* [Exercise data]:

★ ★ ★

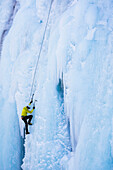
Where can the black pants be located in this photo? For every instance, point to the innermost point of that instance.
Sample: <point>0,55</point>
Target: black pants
<point>25,121</point>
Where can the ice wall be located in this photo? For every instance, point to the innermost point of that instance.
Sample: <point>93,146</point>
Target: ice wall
<point>74,86</point>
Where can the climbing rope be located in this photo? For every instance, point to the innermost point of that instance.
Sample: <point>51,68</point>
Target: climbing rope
<point>41,48</point>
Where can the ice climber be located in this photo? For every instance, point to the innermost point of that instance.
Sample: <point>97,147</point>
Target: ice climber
<point>24,116</point>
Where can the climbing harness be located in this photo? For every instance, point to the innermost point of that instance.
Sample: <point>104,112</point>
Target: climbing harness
<point>41,48</point>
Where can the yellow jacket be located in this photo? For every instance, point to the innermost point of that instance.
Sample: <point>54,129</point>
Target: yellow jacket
<point>25,111</point>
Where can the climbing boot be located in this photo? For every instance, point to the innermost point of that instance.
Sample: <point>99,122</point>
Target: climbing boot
<point>27,133</point>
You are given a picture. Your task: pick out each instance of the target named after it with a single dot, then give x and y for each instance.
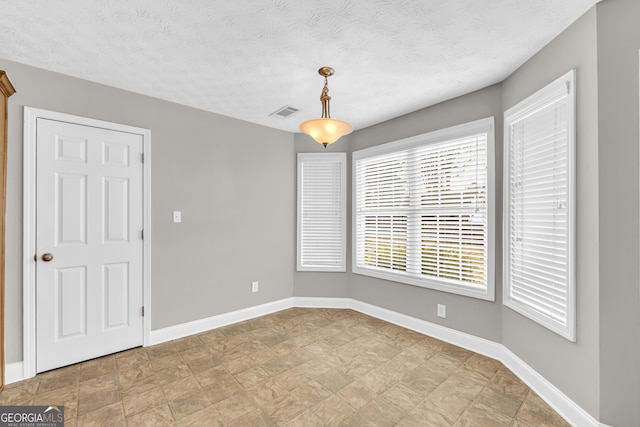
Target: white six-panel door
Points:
(89, 247)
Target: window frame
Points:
(525, 108)
(481, 126)
(340, 158)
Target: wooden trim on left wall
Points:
(6, 90)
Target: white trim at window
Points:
(322, 200)
(423, 210)
(539, 207)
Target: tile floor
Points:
(298, 367)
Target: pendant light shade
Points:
(326, 130)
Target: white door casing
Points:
(87, 204)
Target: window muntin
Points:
(421, 210)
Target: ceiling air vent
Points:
(284, 112)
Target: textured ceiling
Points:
(247, 58)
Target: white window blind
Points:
(422, 210)
(539, 207)
(321, 212)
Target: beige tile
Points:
(535, 411)
(292, 378)
(187, 343)
(333, 410)
(54, 380)
(403, 397)
(221, 390)
(382, 411)
(158, 416)
(240, 364)
(425, 414)
(356, 394)
(66, 396)
(359, 420)
(284, 409)
(175, 390)
(188, 403)
(141, 386)
(478, 415)
(208, 416)
(165, 362)
(252, 377)
(131, 359)
(142, 402)
(310, 394)
(493, 398)
(111, 415)
(301, 367)
(102, 383)
(97, 367)
(254, 418)
(160, 351)
(483, 365)
(213, 375)
(509, 384)
(306, 419)
(93, 401)
(266, 392)
(168, 376)
(234, 407)
(333, 379)
(130, 375)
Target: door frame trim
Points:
(29, 224)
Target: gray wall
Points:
(231, 180)
(470, 315)
(227, 192)
(619, 311)
(572, 367)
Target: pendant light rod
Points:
(326, 130)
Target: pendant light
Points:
(326, 130)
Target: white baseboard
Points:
(195, 327)
(567, 408)
(559, 401)
(13, 372)
(461, 339)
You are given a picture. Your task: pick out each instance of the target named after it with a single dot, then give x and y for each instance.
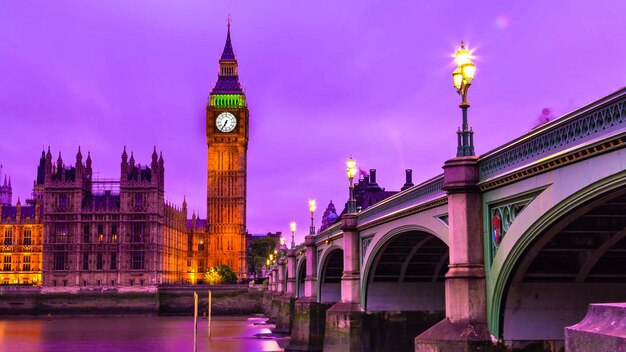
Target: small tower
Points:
(227, 143)
(6, 190)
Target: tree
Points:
(221, 274)
(258, 251)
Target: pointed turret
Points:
(79, 161)
(41, 168)
(228, 54)
(18, 210)
(154, 155)
(48, 168)
(59, 161)
(88, 161)
(124, 165)
(228, 76)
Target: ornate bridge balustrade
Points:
(523, 238)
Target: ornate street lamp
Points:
(292, 227)
(351, 172)
(312, 208)
(462, 78)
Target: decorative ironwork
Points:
(582, 125)
(501, 218)
(365, 243)
(227, 100)
(413, 196)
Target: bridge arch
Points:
(300, 276)
(413, 252)
(329, 274)
(556, 259)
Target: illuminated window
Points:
(26, 264)
(7, 262)
(137, 233)
(114, 233)
(138, 201)
(28, 237)
(8, 236)
(63, 201)
(137, 260)
(60, 261)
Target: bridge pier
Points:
(465, 326)
(285, 300)
(309, 319)
(345, 320)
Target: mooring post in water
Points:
(195, 321)
(209, 314)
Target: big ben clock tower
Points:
(227, 141)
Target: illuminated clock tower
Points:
(227, 141)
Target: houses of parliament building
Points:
(79, 231)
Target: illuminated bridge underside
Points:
(580, 260)
(330, 283)
(409, 274)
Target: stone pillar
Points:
(280, 283)
(291, 272)
(270, 278)
(465, 326)
(309, 322)
(345, 328)
(310, 281)
(274, 278)
(284, 302)
(351, 279)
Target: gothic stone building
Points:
(227, 142)
(21, 235)
(112, 233)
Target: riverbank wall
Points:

★ ★ ★

* [Objective]:
Recast the lines of the entries above as a Markdown table with the columns Row and Line, numbering each row and skipping blank lines. Cover every entry, but leave the pictures out of the table.

* [Task output]:
| Row | Line |
|---|---|
| 1 | Where can the black pants be located in this photo? For every instance, point to the innermost point of that instance. |
| 2 | Sample: <point>0,55</point> |
| 3 | Target: black pants |
| 4 | <point>25,121</point> |
| 5 | Where can the ice wall be located in this photo? For every instance, point to the innermost point of that instance. |
| 6 | Sample: <point>93,146</point> |
| 7 | Target: ice wall |
| 8 | <point>74,86</point> |
| 9 | Where can the climbing rope be located in this photo? For every instance, point to the innermost point of that instance. |
| 10 | Sample: <point>51,68</point> |
| 11 | Target: climbing rope |
| 12 | <point>41,48</point> |
| 13 | Where can the ice climber be located in this photo? For every instance, point to the innermost point of that instance. |
| 14 | Sample: <point>97,147</point> |
| 15 | Target: ice climber |
| 16 | <point>24,116</point> |
| 17 | Where can the climbing harness be located in this photo? For every instance, point to the innermost point of that instance. |
| 18 | Sample: <point>104,112</point> |
| 19 | Target: climbing harness |
| 20 | <point>41,48</point> |
| 21 | Where can the yellow jacket be located in this photo? For every instance, point to the innermost point of that instance. |
| 22 | Sample: <point>54,129</point> |
| 23 | Target: yellow jacket |
| 24 | <point>25,111</point> |
| 25 | Where can the climbing boot be located in this photo? For every instance, point to the innermost point of that instance. |
| 26 | Sample: <point>99,122</point> |
| 27 | Target: climbing boot |
| 28 | <point>27,133</point> |
| 29 | You are given a picture. Your task: pick out each instance of the target named after it with a single dot, then give x and y for each instance. |
| 30 | Target: white six-panel door |
| 31 | Points: |
| 32 | (89, 247) |
| 33 | Target: window frame |
| 34 | Points: |
| 35 | (525, 108) |
| 36 | (481, 126) |
| 37 | (340, 158) |
| 38 | Target: wooden trim on left wall |
| 39 | Points: |
| 40 | (6, 90) |
| 41 | Target: white trim at window |
| 42 | Points: |
| 43 | (322, 200) |
| 44 | (423, 210) |
| 45 | (539, 207) |
| 46 | Target: tile floor |
| 47 | Points: |
| 48 | (298, 367) |
| 49 | Target: pendant light shade |
| 50 | Points: |
| 51 | (326, 130) |
| 52 | Target: white door casing |
| 53 | Points: |
| 54 | (87, 204) |
| 55 | Target: window muntin |
| 56 | Points: |
| 57 | (421, 210) |
| 58 | Target: ceiling air vent |
| 59 | Points: |
| 60 | (284, 112) |
| 61 | Target: textured ceiling |
| 62 | Points: |
| 63 | (247, 58) |
| 64 | Target: white window blind |
| 65 | Points: |
| 66 | (422, 210) |
| 67 | (539, 207) |
| 68 | (321, 212) |
| 69 | Target: beige tile |
| 70 | Points: |
| 71 | (535, 411) |
| 72 | (292, 378) |
| 73 | (187, 343) |
| 74 | (333, 410) |
| 75 | (54, 380) |
| 76 | (403, 397) |
| 77 | (221, 390) |
| 78 | (382, 411) |
| 79 | (158, 416) |
| 80 | (240, 364) |
| 81 | (425, 414) |
| 82 | (356, 394) |
| 83 | (66, 396) |
| 84 | (359, 420) |
| 85 | (284, 409) |
| 86 | (175, 390) |
| 87 | (188, 403) |
| 88 | (141, 386) |
| 89 | (478, 415) |
| 90 | (208, 416) |
| 91 | (165, 362) |
| 92 | (252, 377) |
| 93 | (131, 359) |
| 94 | (142, 402) |
| 95 | (310, 394) |
| 96 | (493, 398) |
| 97 | (111, 415) |
| 98 | (301, 367) |
| 99 | (102, 383) |
| 100 | (97, 367) |
| 101 | (254, 418) |
| 102 | (160, 351) |
| 103 | (483, 365) |
| 104 | (213, 375) |
| 105 | (509, 384) |
| 106 | (306, 419) |
| 107 | (93, 401) |
| 108 | (266, 392) |
| 109 | (168, 376) |
| 110 | (234, 407) |
| 111 | (333, 379) |
| 112 | (130, 375) |
| 113 | Target: door frame trim |
| 114 | Points: |
| 115 | (29, 224) |
| 116 | Target: gray wall |
| 117 | Points: |
| 118 | (231, 180) |
| 119 | (470, 315) |
| 120 | (227, 192) |
| 121 | (619, 311) |
| 122 | (572, 367) |
| 123 | Target: pendant light rod |
| 124 | Points: |
| 125 | (326, 130) |
| 126 | Target: pendant light |
| 127 | Points: |
| 128 | (326, 130) |
| 129 | Target: white baseboard |
| 130 | Points: |
| 131 | (195, 327) |
| 132 | (567, 408) |
| 133 | (559, 401) |
| 134 | (13, 372) |
| 135 | (461, 339) |
| 136 | You are given a picture. Your task: pick out each instance of the target named after it with a single dot, then give x and y for each instance. |
| 137 | Target: small tower |
| 138 | Points: |
| 139 | (227, 143) |
| 140 | (6, 190) |
| 141 | Target: tree |
| 142 | Points: |
| 143 | (221, 274) |
| 144 | (258, 251) |
| 145 | Target: pointed turret |
| 146 | Points: |
| 147 | (79, 161) |
| 148 | (41, 168) |
| 149 | (228, 54) |
| 150 | (18, 210) |
| 151 | (154, 155) |
| 152 | (48, 168) |
| 153 | (59, 161) |
| 154 | (88, 161) |
| 155 | (124, 165) |
| 156 | (228, 76) |
| 157 | Target: ornate bridge balustrade |
| 158 | Points: |
| 159 | (523, 238) |
| 160 | Target: ornate street lamp |
| 161 | Points: |
| 162 | (292, 227) |
| 163 | (351, 172) |
| 164 | (312, 208) |
| 165 | (462, 78) |
| 166 | Target: decorative ironwork |
| 167 | Points: |
| 168 | (582, 125) |
| 169 | (501, 218) |
| 170 | (365, 243) |
| 171 | (227, 100) |
| 172 | (413, 196) |
| 173 | Target: bridge arch |
| 174 | Points: |
| 175 | (300, 276) |
| 176 | (413, 252) |
| 177 | (329, 274) |
| 178 | (556, 259) |
| 179 | Target: illuminated window |
| 180 | Points: |
| 181 | (26, 264) |
| 182 | (7, 262) |
| 183 | (137, 233) |
| 184 | (114, 233) |
| 185 | (138, 201) |
| 186 | (28, 237) |
| 187 | (8, 236) |
| 188 | (63, 201) |
| 189 | (137, 260) |
| 190 | (60, 261) |
| 191 | Target: bridge pier |
| 192 | Points: |
| 193 | (465, 326) |
| 194 | (285, 300) |
| 195 | (309, 319) |
| 196 | (345, 320) |
| 197 | Target: mooring post in water |
| 198 | Points: |
| 199 | (195, 321) |
| 200 | (209, 314) |
| 201 | Target: big ben clock tower |
| 202 | Points: |
| 203 | (227, 141) |
| 204 | Target: illuminated clock tower |
| 205 | Points: |
| 206 | (227, 141) |
| 207 | Target: houses of parliament building |
| 208 | Points: |
| 209 | (79, 231) |
| 210 | Target: illuminated bridge underside |
| 211 | Points: |
| 212 | (580, 260) |
| 213 | (330, 283) |
| 214 | (409, 274) |
| 215 | Target: stone pillar |
| 216 | Points: |
| 217 | (280, 283) |
| 218 | (291, 272) |
| 219 | (270, 278) |
| 220 | (465, 326) |
| 221 | (309, 322) |
| 222 | (345, 328) |
| 223 | (310, 281) |
| 224 | (274, 278) |
| 225 | (284, 302) |
| 226 | (351, 279) |
| 227 | Target: gothic stone building |
| 228 | Points: |
| 229 | (227, 142) |
| 230 | (21, 235) |
| 231 | (112, 233) |
| 232 | Target: riverbank wall |
| 233 | Points: |